**Problem to solve**:
Convert the data, from the start through the line containing "<point>470,376</point>", into a Markdown table with the columns Row and Line. Number each row and leave out blank lines.

**Data listing**:
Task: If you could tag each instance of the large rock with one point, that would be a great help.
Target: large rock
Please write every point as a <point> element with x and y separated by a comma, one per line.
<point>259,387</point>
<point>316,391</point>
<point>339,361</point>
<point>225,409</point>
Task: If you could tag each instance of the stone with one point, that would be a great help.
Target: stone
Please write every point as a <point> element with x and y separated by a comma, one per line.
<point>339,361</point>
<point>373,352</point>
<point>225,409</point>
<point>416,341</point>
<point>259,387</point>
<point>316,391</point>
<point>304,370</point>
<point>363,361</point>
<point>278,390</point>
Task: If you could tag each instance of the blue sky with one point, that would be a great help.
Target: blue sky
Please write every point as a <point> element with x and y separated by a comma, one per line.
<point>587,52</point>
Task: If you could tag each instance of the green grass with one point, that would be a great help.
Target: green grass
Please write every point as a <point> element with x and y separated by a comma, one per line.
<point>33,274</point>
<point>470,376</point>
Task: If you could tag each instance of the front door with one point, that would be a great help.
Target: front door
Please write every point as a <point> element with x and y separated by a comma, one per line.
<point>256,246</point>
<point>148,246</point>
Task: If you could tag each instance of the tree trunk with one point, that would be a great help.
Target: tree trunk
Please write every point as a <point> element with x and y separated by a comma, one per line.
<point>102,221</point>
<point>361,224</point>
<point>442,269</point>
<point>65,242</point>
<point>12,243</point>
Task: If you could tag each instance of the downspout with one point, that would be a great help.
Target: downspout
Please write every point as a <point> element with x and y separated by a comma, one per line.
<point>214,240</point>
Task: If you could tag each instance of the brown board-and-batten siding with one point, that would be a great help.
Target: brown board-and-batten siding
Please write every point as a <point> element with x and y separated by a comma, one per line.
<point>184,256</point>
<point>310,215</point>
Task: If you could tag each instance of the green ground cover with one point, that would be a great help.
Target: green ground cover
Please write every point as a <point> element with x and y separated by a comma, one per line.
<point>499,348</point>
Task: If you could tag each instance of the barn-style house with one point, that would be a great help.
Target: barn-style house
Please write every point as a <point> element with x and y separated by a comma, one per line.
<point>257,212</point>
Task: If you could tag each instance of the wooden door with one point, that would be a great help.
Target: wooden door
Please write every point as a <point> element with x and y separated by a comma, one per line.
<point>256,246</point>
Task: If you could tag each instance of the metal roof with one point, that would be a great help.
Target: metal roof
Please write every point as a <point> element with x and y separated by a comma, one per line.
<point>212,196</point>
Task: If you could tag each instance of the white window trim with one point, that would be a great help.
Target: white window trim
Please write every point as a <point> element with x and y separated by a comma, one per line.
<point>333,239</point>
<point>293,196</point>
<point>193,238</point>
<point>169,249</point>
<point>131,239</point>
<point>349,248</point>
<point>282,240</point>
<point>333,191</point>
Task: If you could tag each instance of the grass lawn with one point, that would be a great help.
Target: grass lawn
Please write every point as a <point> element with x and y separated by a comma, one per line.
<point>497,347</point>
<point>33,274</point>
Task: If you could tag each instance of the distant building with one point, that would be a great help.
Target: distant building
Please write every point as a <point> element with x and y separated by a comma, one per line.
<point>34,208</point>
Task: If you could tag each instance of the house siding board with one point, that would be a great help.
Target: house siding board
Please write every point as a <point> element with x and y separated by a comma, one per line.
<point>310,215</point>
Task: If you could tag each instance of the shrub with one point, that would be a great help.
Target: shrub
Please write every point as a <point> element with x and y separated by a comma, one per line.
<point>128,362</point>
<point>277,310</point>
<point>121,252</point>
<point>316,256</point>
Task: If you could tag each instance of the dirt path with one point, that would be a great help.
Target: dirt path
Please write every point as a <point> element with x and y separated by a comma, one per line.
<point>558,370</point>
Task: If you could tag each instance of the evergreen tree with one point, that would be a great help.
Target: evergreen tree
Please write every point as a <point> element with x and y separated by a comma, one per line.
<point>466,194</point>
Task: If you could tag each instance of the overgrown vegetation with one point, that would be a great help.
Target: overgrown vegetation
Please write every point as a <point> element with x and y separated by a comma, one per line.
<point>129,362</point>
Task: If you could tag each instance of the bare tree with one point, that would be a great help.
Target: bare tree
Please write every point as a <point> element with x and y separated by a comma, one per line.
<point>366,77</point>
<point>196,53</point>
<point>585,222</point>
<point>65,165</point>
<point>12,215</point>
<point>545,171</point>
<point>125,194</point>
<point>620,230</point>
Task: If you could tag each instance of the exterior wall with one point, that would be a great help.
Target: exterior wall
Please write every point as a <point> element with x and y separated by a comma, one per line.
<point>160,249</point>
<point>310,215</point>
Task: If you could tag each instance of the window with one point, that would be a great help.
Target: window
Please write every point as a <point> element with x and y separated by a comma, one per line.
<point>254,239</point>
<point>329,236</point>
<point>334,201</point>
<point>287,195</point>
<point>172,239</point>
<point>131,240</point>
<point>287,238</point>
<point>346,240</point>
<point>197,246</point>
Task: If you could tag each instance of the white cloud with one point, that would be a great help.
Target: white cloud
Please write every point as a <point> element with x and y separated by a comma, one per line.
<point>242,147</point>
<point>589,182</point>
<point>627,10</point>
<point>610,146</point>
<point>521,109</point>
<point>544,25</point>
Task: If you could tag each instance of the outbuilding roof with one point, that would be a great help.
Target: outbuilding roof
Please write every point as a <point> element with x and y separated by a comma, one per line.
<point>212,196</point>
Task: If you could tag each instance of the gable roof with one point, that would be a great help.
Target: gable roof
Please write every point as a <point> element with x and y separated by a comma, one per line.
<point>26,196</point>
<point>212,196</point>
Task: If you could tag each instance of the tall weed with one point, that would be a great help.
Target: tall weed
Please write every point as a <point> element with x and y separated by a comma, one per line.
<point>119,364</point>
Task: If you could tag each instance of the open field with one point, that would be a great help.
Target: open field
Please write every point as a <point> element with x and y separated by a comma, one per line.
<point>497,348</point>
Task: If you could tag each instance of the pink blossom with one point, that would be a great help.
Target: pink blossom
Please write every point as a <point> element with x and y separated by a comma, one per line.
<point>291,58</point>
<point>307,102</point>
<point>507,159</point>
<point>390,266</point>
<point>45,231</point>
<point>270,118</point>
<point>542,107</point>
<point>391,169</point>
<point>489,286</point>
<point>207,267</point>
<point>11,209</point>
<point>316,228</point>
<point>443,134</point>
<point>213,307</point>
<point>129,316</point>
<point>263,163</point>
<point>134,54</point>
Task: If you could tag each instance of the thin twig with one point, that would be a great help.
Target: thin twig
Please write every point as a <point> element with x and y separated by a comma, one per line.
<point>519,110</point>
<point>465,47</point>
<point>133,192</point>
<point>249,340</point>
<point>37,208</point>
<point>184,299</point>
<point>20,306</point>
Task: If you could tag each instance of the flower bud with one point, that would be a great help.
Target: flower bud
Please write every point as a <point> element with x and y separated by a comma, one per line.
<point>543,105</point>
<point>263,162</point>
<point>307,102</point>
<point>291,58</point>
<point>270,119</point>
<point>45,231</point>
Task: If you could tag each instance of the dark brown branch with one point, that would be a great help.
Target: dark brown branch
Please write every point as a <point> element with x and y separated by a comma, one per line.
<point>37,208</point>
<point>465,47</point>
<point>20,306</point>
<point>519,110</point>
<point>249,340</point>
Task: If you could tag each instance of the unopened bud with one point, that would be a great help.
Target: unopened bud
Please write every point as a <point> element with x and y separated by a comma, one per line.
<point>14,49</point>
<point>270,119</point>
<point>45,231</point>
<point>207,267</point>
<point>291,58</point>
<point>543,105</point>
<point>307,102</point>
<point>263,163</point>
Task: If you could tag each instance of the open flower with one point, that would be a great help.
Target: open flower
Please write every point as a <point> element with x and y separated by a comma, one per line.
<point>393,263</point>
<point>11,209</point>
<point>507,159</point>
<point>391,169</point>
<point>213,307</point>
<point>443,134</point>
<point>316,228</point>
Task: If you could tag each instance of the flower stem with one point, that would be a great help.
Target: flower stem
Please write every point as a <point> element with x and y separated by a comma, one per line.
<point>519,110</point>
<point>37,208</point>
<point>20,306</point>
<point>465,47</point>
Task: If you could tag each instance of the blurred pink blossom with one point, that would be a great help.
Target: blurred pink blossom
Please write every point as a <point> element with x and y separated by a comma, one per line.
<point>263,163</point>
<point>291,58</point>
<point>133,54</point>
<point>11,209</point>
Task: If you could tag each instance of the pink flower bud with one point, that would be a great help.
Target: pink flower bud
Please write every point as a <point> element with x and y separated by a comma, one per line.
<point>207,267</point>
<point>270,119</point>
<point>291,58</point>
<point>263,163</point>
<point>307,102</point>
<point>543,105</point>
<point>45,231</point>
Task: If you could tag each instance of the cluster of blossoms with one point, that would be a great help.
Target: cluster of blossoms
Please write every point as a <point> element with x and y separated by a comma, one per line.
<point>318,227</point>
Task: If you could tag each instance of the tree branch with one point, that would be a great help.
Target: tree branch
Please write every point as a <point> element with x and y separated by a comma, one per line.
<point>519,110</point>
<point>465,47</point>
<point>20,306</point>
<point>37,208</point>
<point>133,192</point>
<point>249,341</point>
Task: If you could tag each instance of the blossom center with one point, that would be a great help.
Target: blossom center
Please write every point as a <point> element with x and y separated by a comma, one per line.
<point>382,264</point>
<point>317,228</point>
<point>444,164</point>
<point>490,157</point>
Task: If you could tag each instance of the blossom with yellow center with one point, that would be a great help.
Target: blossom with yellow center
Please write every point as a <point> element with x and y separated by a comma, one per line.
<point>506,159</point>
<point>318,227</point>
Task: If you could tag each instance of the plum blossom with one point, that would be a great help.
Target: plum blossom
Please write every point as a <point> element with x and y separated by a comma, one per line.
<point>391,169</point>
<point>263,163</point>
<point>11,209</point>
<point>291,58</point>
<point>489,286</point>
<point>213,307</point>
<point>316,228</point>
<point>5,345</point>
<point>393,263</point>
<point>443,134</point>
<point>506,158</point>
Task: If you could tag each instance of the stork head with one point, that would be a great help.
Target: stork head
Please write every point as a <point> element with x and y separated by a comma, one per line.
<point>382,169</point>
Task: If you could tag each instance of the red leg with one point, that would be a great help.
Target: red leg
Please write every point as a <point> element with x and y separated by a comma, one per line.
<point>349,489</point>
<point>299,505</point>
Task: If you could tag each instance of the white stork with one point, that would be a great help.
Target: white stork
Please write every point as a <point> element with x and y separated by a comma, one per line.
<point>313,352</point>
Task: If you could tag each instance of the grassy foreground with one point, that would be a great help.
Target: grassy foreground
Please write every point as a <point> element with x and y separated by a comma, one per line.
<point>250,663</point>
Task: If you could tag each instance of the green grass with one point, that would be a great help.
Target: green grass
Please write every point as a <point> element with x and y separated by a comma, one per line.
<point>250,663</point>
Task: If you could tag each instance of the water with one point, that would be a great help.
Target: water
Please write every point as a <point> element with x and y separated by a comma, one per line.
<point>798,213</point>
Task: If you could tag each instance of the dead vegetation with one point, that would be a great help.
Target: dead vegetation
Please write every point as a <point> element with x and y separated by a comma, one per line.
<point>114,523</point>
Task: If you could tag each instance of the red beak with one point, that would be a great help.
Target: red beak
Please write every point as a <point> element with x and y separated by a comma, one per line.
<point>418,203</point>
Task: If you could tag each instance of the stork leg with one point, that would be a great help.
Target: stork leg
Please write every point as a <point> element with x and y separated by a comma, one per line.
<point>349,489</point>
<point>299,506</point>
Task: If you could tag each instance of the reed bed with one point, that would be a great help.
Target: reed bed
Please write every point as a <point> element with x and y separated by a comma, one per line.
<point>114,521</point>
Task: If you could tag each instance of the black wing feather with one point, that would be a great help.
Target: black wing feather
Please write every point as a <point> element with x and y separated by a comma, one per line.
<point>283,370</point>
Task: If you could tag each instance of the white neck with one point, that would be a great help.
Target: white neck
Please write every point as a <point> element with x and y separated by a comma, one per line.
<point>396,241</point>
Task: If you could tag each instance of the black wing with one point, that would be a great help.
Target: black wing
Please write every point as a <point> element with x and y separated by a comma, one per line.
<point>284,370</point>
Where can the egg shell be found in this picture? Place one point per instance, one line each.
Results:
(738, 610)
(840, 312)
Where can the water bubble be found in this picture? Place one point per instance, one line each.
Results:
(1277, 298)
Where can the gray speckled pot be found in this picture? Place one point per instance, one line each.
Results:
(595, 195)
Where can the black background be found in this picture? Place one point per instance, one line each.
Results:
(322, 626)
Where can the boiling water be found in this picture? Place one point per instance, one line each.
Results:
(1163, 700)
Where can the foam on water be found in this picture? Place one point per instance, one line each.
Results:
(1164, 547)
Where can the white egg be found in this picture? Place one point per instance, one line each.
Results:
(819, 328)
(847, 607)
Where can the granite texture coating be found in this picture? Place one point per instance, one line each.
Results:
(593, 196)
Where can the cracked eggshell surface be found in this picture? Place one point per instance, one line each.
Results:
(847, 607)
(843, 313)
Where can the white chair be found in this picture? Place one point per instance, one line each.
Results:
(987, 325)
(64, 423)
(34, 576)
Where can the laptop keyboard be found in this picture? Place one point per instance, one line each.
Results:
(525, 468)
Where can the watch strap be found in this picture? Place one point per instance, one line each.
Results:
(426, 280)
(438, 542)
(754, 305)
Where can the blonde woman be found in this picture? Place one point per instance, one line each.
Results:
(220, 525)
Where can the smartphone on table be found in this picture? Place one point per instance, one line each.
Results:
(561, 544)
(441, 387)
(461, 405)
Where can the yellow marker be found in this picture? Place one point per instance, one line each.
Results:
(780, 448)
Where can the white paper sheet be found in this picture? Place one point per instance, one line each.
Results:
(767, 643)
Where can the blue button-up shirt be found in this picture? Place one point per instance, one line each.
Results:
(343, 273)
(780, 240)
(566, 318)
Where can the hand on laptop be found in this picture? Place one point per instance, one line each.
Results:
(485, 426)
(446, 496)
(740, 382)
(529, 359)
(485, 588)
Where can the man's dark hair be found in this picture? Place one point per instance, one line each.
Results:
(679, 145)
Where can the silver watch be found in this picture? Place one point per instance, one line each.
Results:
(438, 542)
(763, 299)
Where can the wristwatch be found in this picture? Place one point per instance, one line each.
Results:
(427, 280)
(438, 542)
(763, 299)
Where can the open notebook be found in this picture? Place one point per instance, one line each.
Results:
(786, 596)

**Exercise answer**:
| Row | Line |
|---|---|
| 1 | Task: If you could tag each instance of the large rock with one point, that would be a great help. |
| 2 | Target: large rock |
| 3 | Please write every point as a <point> element with x and y separated by a comma, one per line. |
| 4 | <point>259,387</point> |
| 5 | <point>316,391</point> |
| 6 | <point>339,361</point> |
| 7 | <point>225,409</point> |
| 8 | Task: If you could tag each instance of the stone with one point, that would be a great help. |
| 9 | Target: stone |
| 10 | Please write every point as a <point> element with x and y separated by a comma, one per line. |
| 11 | <point>339,361</point> |
| 12 | <point>373,352</point> |
| 13 | <point>225,409</point> |
| 14 | <point>416,341</point> |
| 15 | <point>259,387</point> |
| 16 | <point>316,391</point> |
| 17 | <point>304,370</point> |
| 18 | <point>363,361</point> |
| 19 | <point>278,390</point> |
| 20 | Task: If you could tag each instance of the blue sky with one point, that would be a great help. |
| 21 | Target: blue sky |
| 22 | Please write every point as a <point> element with x and y separated by a comma, one per line. |
| 23 | <point>587,52</point> |
| 24 | Task: If you could tag each instance of the green grass with one point, that would be a great help. |
| 25 | Target: green grass |
| 26 | Please write every point as a <point> element with x and y separated by a comma, one per line. |
| 27 | <point>33,274</point> |
| 28 | <point>470,376</point> |